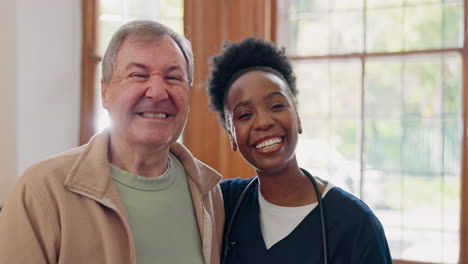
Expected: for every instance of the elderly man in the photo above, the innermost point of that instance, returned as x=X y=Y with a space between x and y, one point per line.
x=132 y=194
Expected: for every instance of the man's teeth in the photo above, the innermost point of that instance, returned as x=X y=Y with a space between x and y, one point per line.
x=154 y=115
x=270 y=143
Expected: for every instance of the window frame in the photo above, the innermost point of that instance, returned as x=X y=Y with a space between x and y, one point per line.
x=463 y=51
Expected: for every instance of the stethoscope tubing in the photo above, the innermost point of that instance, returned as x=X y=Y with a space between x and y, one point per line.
x=227 y=246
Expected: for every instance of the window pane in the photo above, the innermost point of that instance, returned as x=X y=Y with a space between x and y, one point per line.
x=413 y=149
x=384 y=30
x=453 y=25
x=346 y=32
x=317 y=29
x=346 y=4
x=329 y=107
x=383 y=3
x=423 y=27
x=383 y=87
x=310 y=35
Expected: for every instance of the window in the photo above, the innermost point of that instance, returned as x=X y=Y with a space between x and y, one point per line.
x=380 y=98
----------
■ **SET EXERCISE**
Copy every line above word for word, leaving the pictures out of your answer.

■ **IN RESPONSE**
Expected: for every instance of the elderly man in the photo above, the innermost point of that instance, returned as x=X y=Y with a space between x and y, one point per line.
x=132 y=194
Expected: for every instance of the man's teeth in the photo above, the innermost point of that instance, returned as x=X y=Y with a space between x and y, one point per line.
x=154 y=115
x=270 y=143
Expected: for every instance of the window frame in the photo above, the innermost point of that instance, returned as x=X y=Y with a space between x and y, one point per line.
x=463 y=51
Expected: for every instance of the stethoscope tubing in the photo above, the innermost point of that instance, returned as x=X y=Y with a space between x and y, one point per line.
x=227 y=246
Expected: for every instance of the window pane in the photo above, the innermost point of that instance, returned as x=X y=Y with a space between x and y, one point per line.
x=413 y=149
x=384 y=30
x=453 y=25
x=346 y=32
x=317 y=29
x=346 y=4
x=329 y=107
x=383 y=3
x=423 y=27
x=383 y=87
x=310 y=35
Expected: for every instance of the window in the photo above, the innermost point of that instance, returned as x=X y=Y with a space between x and y, one point per line.
x=380 y=98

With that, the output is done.